*The input*
....

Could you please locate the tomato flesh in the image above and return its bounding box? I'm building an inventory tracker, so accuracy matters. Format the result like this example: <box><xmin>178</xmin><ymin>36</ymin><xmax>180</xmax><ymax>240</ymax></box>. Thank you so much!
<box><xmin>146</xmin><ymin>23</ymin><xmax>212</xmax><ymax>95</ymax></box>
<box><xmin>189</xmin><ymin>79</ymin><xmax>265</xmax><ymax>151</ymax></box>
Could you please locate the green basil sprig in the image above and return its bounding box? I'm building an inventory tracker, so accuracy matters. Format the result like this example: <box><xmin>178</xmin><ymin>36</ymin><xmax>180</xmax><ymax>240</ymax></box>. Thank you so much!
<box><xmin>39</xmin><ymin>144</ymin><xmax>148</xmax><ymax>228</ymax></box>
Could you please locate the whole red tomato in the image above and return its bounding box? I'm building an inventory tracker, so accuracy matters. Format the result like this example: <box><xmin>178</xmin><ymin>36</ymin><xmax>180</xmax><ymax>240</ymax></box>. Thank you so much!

....

*Problem to solve*
Print all the records exactly as written.

*Final answer*
Could you please locate the tomato flesh in the image above and return its bounding box? I'm building an inventory tracker, so accuracy matters. Format the result like this example: <box><xmin>178</xmin><ymin>36</ymin><xmax>180</xmax><ymax>240</ymax></box>. Thank you so much!
<box><xmin>146</xmin><ymin>23</ymin><xmax>212</xmax><ymax>95</ymax></box>
<box><xmin>189</xmin><ymin>79</ymin><xmax>265</xmax><ymax>151</ymax></box>
Could you please locate the green basil sprig in the image above and return its bounding box? I'm building an inventory tracker, so accuracy matters. Format the result like this example: <box><xmin>178</xmin><ymin>36</ymin><xmax>180</xmax><ymax>240</ymax></box>. Thank you so much!
<box><xmin>39</xmin><ymin>144</ymin><xmax>148</xmax><ymax>228</ymax></box>
Could you please locate the whole red tomato in the image above and return its bounding box? I'm building an inventory tracker, so accuracy matters. Format the result like this example: <box><xmin>178</xmin><ymin>36</ymin><xmax>180</xmax><ymax>240</ymax></box>. Thank you so much!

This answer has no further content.